• _INSTRUCTIONS FOR THE TASK_: Repeat exactly the lines from the line containing "Each instance of the white wool" to the last line of the listing, including both.

*** DATA PROVIDED ***

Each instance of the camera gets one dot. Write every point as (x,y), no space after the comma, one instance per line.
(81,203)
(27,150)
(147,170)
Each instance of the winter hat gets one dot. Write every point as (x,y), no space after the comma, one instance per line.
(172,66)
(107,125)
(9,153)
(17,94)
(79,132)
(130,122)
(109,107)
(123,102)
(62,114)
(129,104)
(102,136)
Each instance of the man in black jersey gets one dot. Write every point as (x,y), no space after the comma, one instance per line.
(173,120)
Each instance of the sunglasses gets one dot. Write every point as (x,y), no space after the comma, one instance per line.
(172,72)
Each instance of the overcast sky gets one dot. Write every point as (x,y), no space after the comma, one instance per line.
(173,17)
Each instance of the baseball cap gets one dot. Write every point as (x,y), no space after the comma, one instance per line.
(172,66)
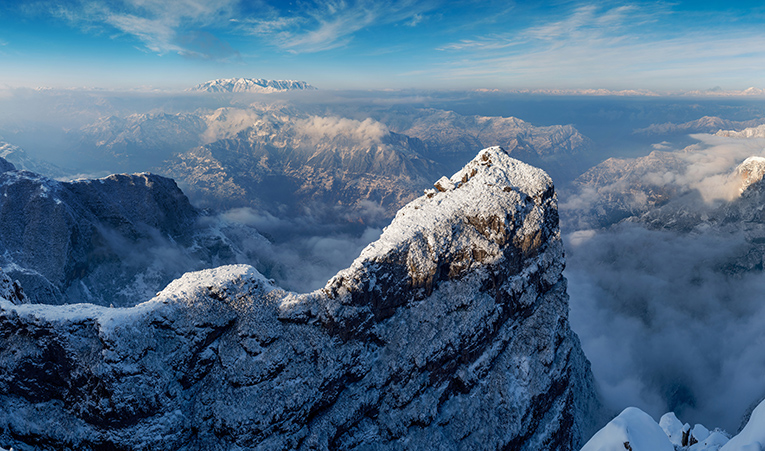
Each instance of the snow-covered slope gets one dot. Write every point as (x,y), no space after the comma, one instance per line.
(253,85)
(293,162)
(635,430)
(450,332)
(90,239)
(706,124)
(751,132)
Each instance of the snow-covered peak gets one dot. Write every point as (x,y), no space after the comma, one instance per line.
(632,430)
(751,171)
(484,194)
(253,85)
(750,132)
(752,437)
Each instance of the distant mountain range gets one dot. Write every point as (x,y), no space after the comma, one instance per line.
(706,124)
(252,85)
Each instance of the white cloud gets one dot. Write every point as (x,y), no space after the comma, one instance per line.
(597,45)
(327,25)
(162,26)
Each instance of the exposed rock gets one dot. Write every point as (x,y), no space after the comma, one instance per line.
(251,85)
(450,332)
(79,241)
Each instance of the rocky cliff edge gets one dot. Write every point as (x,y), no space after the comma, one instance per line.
(450,332)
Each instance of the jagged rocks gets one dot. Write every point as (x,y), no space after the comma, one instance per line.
(450,332)
(81,241)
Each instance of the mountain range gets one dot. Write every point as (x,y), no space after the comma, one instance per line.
(449,331)
(251,85)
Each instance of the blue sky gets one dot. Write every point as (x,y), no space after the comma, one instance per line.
(396,44)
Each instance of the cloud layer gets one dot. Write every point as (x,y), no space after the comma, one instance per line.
(665,320)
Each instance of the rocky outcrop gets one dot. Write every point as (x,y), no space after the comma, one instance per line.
(85,241)
(251,85)
(450,332)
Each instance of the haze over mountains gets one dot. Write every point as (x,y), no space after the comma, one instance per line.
(663,234)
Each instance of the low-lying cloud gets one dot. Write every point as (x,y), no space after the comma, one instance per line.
(320,128)
(666,318)
(300,254)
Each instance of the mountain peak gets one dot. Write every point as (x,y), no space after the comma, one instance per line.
(252,85)
(451,331)
(751,171)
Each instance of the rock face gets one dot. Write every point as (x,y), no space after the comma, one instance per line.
(84,240)
(252,85)
(450,332)
(297,163)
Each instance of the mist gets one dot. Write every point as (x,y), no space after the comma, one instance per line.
(666,315)
(298,254)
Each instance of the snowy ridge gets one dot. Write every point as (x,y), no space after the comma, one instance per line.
(751,132)
(635,430)
(450,336)
(751,171)
(253,85)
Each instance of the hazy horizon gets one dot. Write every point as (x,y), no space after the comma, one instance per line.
(360,44)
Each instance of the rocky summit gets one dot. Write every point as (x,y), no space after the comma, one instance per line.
(449,332)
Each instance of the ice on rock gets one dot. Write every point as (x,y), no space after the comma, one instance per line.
(752,437)
(449,332)
(713,442)
(632,430)
(672,427)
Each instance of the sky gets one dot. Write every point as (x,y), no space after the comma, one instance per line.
(396,44)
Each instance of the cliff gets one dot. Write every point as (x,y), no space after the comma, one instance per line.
(449,332)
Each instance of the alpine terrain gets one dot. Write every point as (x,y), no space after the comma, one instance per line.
(449,332)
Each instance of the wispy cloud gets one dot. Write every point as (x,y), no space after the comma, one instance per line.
(161,26)
(592,43)
(328,25)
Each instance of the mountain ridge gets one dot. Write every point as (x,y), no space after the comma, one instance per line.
(455,335)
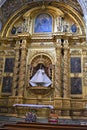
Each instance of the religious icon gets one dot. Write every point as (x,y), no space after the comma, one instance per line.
(43,23)
(75,65)
(40,79)
(76,86)
(9,65)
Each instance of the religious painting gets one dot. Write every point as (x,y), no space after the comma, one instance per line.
(9,65)
(43,23)
(76,86)
(7,84)
(75,64)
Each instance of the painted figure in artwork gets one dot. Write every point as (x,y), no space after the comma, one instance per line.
(43,23)
(40,79)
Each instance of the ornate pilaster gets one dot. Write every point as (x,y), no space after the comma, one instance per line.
(22,69)
(66,89)
(58,69)
(16,69)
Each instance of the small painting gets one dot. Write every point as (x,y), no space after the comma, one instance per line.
(75,64)
(7,84)
(76,86)
(43,23)
(9,65)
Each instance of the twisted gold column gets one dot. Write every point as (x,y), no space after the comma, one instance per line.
(22,69)
(58,70)
(66,89)
(16,69)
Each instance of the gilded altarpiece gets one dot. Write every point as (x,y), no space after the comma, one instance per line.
(50,39)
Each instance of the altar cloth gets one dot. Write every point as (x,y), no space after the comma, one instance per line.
(33,106)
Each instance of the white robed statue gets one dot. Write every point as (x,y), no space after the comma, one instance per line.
(40,79)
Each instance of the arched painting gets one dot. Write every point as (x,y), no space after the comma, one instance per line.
(43,23)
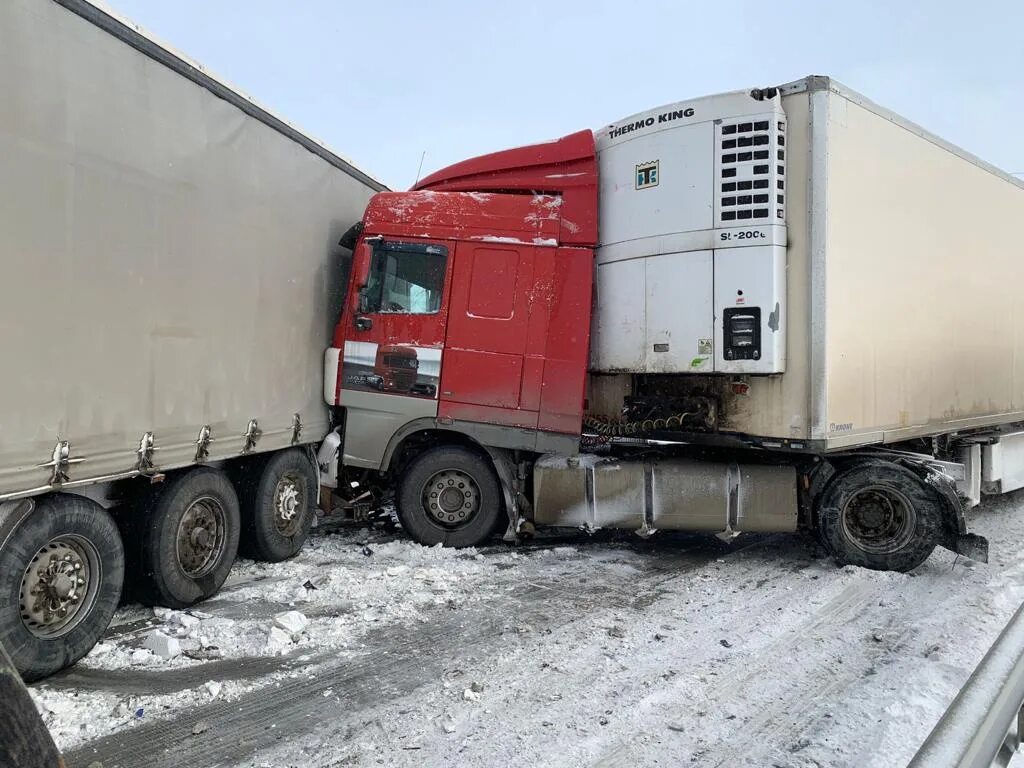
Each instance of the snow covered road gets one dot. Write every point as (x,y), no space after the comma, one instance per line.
(584,651)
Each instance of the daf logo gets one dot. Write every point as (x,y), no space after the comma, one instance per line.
(646,175)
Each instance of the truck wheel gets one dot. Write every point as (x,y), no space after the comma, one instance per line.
(278,506)
(880,515)
(450,496)
(60,576)
(190,539)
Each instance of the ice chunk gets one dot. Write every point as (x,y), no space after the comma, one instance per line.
(164,646)
(291,622)
(278,638)
(213,688)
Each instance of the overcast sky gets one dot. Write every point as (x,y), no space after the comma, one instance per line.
(383,82)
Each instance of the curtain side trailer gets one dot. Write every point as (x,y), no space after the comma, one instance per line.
(170,275)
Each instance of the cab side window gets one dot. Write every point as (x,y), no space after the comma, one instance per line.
(406,279)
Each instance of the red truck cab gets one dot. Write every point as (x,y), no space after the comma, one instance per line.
(481,278)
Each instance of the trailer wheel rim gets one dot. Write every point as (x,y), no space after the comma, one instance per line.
(452,498)
(289,503)
(59,586)
(880,520)
(201,537)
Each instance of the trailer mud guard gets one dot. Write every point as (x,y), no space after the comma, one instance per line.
(957,538)
(25,741)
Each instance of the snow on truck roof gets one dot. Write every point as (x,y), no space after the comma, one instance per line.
(98,13)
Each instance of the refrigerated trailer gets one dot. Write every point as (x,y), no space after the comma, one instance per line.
(170,278)
(763,310)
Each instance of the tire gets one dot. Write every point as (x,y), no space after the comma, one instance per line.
(882,516)
(279,499)
(190,539)
(445,468)
(64,531)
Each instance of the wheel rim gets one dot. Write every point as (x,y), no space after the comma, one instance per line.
(201,537)
(59,586)
(289,503)
(451,498)
(880,520)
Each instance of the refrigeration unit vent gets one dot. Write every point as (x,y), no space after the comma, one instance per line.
(751,163)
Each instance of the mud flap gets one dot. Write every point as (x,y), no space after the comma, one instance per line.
(24,738)
(507,477)
(957,539)
(971,545)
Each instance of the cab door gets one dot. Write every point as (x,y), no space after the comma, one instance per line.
(394,340)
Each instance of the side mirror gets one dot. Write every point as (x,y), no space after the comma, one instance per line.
(363,256)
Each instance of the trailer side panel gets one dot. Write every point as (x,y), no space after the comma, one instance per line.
(925,315)
(169,260)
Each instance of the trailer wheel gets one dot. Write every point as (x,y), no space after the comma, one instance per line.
(61,569)
(190,539)
(450,496)
(278,506)
(880,515)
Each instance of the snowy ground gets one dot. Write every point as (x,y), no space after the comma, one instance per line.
(680,650)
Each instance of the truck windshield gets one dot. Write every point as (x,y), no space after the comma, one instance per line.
(406,278)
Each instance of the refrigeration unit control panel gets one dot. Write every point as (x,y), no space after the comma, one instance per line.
(691,261)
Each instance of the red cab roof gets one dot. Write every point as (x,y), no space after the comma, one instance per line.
(565,168)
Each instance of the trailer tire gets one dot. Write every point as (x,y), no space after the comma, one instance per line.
(66,535)
(466,505)
(880,515)
(279,499)
(190,539)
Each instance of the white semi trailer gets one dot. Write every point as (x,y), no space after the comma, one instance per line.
(169,275)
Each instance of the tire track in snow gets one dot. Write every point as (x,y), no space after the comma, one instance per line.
(397,666)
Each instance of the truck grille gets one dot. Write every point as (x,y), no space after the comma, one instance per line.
(751,163)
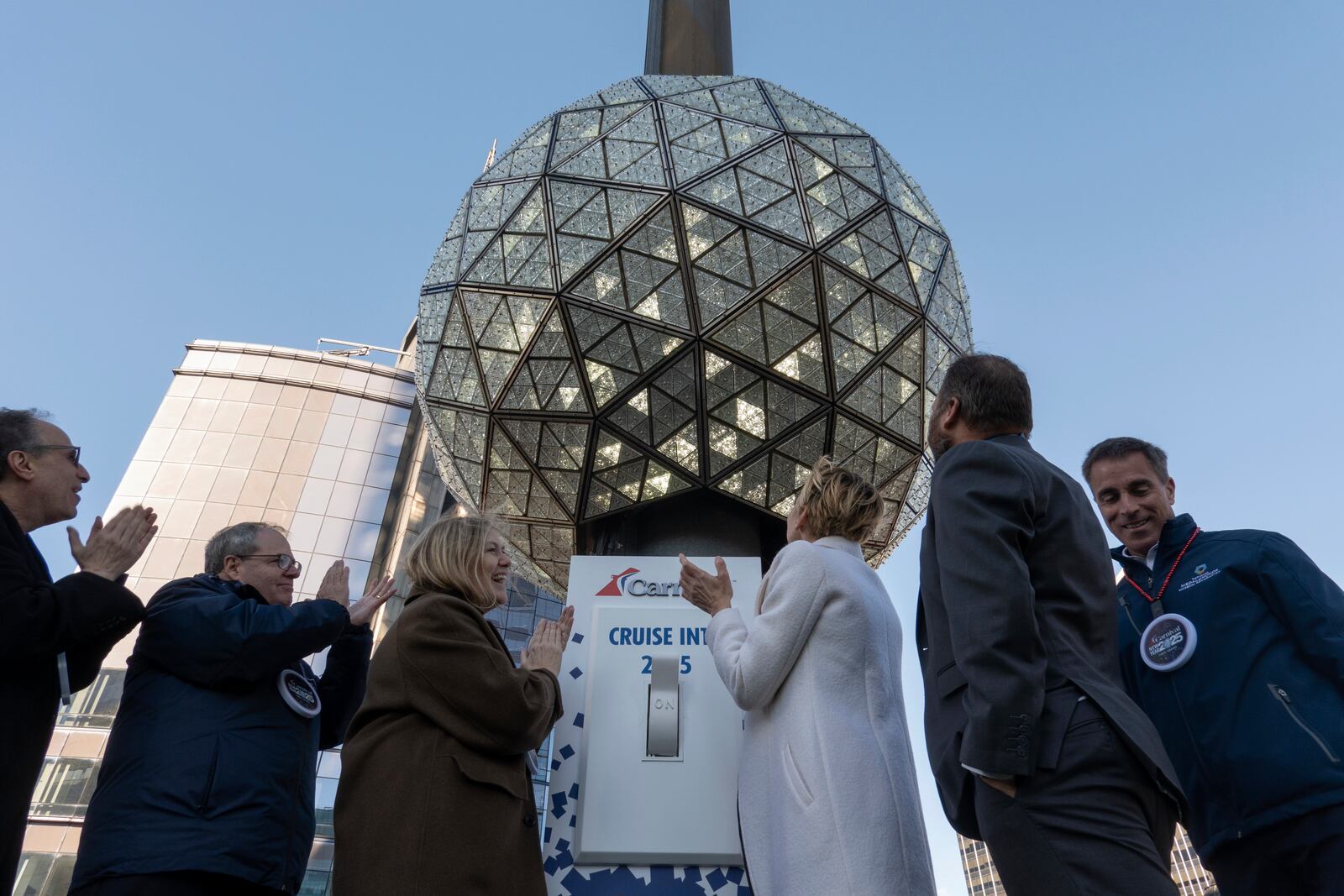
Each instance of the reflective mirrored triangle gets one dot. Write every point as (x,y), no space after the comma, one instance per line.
(874,250)
(701,141)
(512,488)
(456,379)
(433,315)
(790,464)
(548,379)
(580,128)
(669,85)
(526,157)
(855,156)
(589,217)
(521,255)
(746,410)
(773,479)
(893,500)
(644,275)
(658,412)
(803,116)
(443,269)
(618,93)
(869,454)
(948,308)
(490,207)
(616,351)
(833,199)
(765,201)
(864,322)
(551,548)
(501,325)
(622,474)
(459,449)
(924,254)
(889,398)
(557,450)
(904,192)
(739,100)
(938,358)
(780,329)
(917,500)
(628,154)
(729,262)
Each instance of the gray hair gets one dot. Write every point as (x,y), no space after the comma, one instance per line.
(1124,446)
(234,540)
(18,432)
(994,392)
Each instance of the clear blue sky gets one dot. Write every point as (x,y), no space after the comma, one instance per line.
(1146,199)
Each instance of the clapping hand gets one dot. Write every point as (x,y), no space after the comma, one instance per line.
(335,584)
(375,595)
(710,593)
(114,547)
(548,644)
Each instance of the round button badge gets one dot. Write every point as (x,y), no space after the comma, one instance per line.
(1168,642)
(299,694)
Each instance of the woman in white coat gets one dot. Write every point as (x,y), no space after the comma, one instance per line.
(827,794)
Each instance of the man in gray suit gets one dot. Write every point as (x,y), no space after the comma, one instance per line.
(1034,745)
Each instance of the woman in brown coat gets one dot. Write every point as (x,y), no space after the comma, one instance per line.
(434,795)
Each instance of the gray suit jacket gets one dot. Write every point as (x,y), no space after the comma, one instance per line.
(1016,617)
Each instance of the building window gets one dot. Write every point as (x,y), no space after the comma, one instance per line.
(315,883)
(96,705)
(45,873)
(65,786)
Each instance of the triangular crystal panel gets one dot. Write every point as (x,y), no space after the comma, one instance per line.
(803,116)
(622,474)
(526,157)
(729,262)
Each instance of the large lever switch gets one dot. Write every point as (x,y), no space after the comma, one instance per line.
(664,719)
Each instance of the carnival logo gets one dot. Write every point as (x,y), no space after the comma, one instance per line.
(627,584)
(616,587)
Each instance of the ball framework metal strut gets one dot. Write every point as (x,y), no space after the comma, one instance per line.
(685,282)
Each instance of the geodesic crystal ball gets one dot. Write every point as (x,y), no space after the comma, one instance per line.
(685,282)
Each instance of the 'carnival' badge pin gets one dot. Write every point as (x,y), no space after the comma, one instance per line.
(1168,642)
(299,692)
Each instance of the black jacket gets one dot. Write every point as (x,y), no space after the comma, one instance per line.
(1254,720)
(82,616)
(1016,617)
(207,768)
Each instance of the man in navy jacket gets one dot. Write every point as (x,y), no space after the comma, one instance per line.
(1253,712)
(53,634)
(207,783)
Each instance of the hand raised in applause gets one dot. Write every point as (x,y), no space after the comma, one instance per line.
(335,584)
(546,647)
(710,593)
(114,547)
(375,595)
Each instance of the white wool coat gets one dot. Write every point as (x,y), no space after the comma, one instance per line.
(827,790)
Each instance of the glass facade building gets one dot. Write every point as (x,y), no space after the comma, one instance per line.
(324,445)
(1191,878)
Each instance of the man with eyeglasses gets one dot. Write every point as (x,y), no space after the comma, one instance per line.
(208,778)
(54,636)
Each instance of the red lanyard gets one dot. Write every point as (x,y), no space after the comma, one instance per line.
(1158,600)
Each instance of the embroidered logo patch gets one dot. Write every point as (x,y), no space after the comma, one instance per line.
(1202,574)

***

• _THE RESPONSE_:
Each instance of the white wool coat gets one dot. Write every point as (x,y), no space after the comma, one instance per line.
(827,790)
Each instance of the glass facade building gets one dot. Write every point as (x,y), no space after the comma, one instance per line.
(324,445)
(1191,878)
Each instance of the man with eyeglasses gets one dot. Write every point as (x,y), no space after the comma, one instance per line.
(208,778)
(54,636)
Each instance of the red lanyard gets one dot. Write every point as (x,y), no space after the comma, one instance per line.
(1158,600)
Each instance of the embroidered logo patch gets one dot. Write every point as (x,y), no space after the comma, one instance per line.
(1202,574)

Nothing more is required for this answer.